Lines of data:
* * * *
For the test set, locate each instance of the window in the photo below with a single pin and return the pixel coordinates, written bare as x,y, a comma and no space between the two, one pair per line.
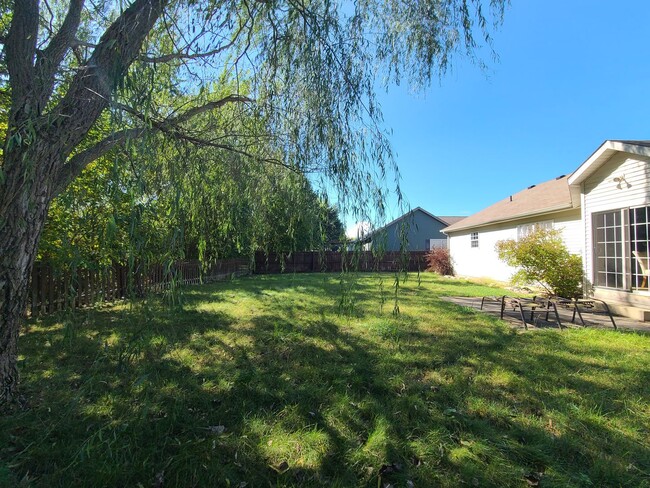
639,219
525,229
621,248
608,249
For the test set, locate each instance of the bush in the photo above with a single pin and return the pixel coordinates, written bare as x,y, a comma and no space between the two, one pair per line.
542,258
439,261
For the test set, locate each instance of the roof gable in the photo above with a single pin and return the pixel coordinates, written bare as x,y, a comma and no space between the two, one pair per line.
551,196
601,155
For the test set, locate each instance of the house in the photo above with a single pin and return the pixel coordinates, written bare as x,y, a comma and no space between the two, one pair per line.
603,212
418,229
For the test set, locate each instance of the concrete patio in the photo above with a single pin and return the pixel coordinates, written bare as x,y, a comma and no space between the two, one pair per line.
513,317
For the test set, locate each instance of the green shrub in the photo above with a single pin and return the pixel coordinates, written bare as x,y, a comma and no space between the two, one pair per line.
541,257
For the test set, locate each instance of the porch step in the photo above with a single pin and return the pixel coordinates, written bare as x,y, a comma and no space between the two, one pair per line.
635,313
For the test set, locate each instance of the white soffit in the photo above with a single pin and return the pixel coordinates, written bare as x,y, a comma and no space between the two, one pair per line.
602,155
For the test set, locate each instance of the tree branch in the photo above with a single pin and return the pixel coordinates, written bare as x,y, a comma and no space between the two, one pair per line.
184,56
92,87
170,122
76,164
49,59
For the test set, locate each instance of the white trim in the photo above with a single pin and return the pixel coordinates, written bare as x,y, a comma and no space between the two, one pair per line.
602,155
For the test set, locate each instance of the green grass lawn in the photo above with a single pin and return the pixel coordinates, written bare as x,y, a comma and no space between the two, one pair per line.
263,382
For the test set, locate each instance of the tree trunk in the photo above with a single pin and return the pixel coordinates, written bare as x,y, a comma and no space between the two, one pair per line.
22,216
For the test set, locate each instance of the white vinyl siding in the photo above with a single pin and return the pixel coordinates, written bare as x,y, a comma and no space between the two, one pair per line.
483,262
605,191
524,229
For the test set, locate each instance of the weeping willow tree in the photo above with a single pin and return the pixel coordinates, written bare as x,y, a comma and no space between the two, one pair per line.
84,78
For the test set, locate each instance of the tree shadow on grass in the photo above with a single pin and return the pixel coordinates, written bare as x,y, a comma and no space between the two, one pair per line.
200,398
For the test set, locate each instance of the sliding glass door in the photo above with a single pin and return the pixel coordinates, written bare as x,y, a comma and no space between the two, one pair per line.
608,249
621,247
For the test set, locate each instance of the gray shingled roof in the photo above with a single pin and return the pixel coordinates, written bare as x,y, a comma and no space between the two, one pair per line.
451,220
553,195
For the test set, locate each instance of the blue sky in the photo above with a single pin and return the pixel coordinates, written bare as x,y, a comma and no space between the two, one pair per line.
570,75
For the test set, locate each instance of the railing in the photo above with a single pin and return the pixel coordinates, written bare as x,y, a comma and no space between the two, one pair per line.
333,261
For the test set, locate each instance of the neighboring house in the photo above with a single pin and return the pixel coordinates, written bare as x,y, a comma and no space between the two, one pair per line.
418,229
603,212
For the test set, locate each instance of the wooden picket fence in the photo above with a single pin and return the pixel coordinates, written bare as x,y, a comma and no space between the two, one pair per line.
53,290
334,261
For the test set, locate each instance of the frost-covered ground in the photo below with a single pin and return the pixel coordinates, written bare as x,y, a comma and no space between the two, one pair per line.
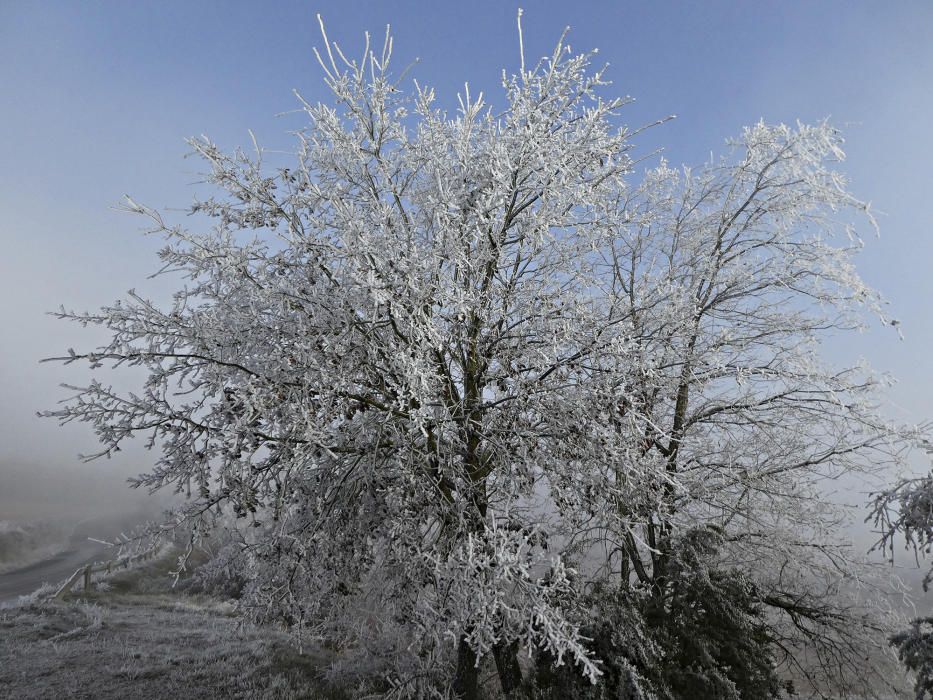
* * * *
REQUEST →
Find every line in the material above that contains the string "white", and copy each one in full. Case counts.

RESPONSE →
For the test set, locate each instance of the white soffit in the photo above with a single pin and return the pixel coordinates, written bare as x,y, a comma and no space between the two, one pair per line.
For the test set, locate each instance of the white trim in the photo above with a single pin and return the pixel coordinates, written bare as x,y, a comma and no space between the two, one pair per line.
For the test set, locate each instance of the white vinyl siding in the photo above with a single pin and return the pixel coordinates, written bare as x,y, a comma and no space between the two, one pair per line.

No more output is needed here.